Data shown =
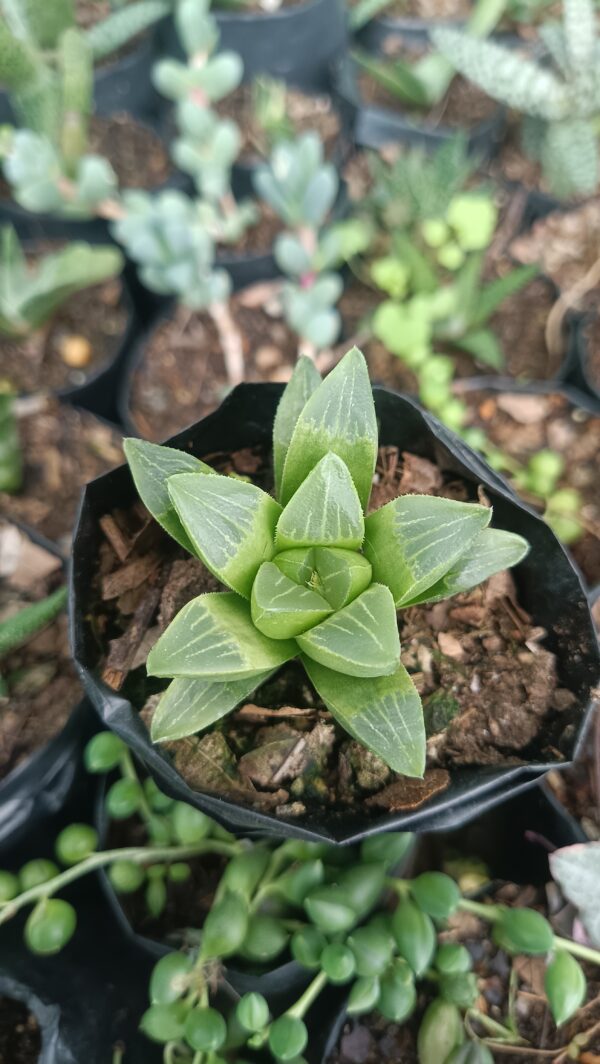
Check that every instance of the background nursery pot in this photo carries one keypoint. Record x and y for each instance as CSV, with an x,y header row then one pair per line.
x,y
297,43
548,585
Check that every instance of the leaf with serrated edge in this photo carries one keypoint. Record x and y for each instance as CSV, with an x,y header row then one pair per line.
x,y
213,637
489,552
384,714
577,871
151,465
282,609
326,510
304,380
298,564
230,522
360,639
189,705
343,575
339,417
414,541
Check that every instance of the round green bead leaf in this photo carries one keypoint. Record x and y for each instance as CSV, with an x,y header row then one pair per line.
x,y
565,986
436,894
282,609
523,931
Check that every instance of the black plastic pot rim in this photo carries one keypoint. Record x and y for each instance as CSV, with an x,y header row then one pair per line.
x,y
245,418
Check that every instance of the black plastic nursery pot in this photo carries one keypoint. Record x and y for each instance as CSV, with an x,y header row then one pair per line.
x,y
514,841
548,585
376,126
297,43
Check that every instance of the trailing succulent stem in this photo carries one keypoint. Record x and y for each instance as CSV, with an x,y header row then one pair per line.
x,y
343,914
307,575
561,103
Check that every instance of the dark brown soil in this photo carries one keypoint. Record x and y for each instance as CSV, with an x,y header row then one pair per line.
x,y
523,425
304,112
135,152
478,661
371,1040
20,1038
464,104
590,335
565,244
63,450
42,682
187,902
182,377
86,330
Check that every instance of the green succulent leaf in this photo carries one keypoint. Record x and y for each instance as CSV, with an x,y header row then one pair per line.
x,y
489,551
415,539
565,985
360,639
325,511
323,426
343,575
230,522
213,637
190,705
384,714
151,465
303,382
282,609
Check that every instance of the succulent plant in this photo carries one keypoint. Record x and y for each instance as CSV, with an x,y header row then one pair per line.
x,y
561,104
301,187
309,575
31,294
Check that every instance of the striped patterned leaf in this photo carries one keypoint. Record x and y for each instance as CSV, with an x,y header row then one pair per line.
x,y
189,705
490,551
230,522
384,714
282,609
151,466
298,564
339,416
213,637
360,639
304,380
414,541
343,575
326,510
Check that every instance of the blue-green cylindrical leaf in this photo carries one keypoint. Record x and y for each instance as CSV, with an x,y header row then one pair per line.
x,y
565,986
282,609
213,637
230,522
361,639
325,511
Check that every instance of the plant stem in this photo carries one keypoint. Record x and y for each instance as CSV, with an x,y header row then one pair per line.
x,y
493,913
139,854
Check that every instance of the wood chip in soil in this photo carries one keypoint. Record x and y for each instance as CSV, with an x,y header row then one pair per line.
x,y
522,425
489,687
87,328
181,376
305,113
63,450
372,1040
20,1037
42,681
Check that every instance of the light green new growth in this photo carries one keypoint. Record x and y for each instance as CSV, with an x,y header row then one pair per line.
x,y
310,575
47,65
561,103
31,294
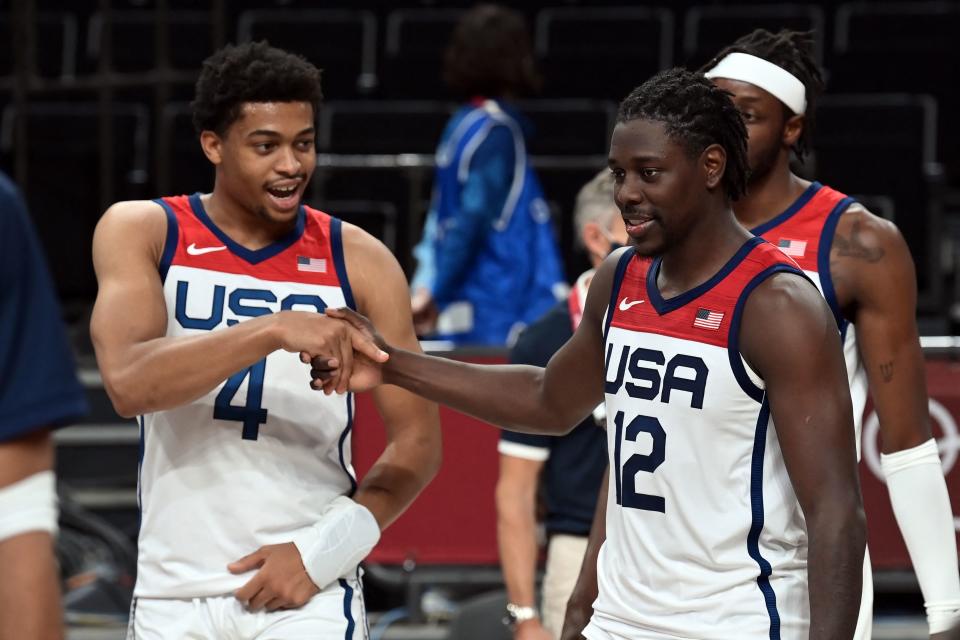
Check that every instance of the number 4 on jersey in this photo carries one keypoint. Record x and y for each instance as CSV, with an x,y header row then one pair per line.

Directions = Locate "Check that every instance of the blue-green" in the listing above, then print exactly the lines from that line through the final one, omitting all pictures.

Response to this exercise =
Check that every instance of the blue-green cylindrical leaf in this photo carries one keypoint. Record x and y for each instance as CSV, with an x,y header row then one pair per line.
x,y
565,986
282,609
213,637
230,522
361,639
325,511
Check that every instance of the plant stem in this photo carries one keypoint. Record x and y for each instance as CSV, with an x,y header row then one pair per line.
x,y
493,913
139,854
Check that every instance of the wood chip in soil in this photo carries one keypoint. Record x and y for each instance as CSV, with an x,y header row then one pair per line.
x,y
522,425
489,687
87,328
181,376
305,113
63,450
372,1040
20,1037
42,681
Check that every instance of the light green new growth in this photo carries one keypoint. Record x and y for each instance as CSV, with an x,y header row then one pair per line.
x,y
310,575
47,65
561,103
31,294
Check that every instance of the number 4 on jersey in this photo carries one keypoint. Record x and y for each instance as CSV, with an x,y header row then one pair per line.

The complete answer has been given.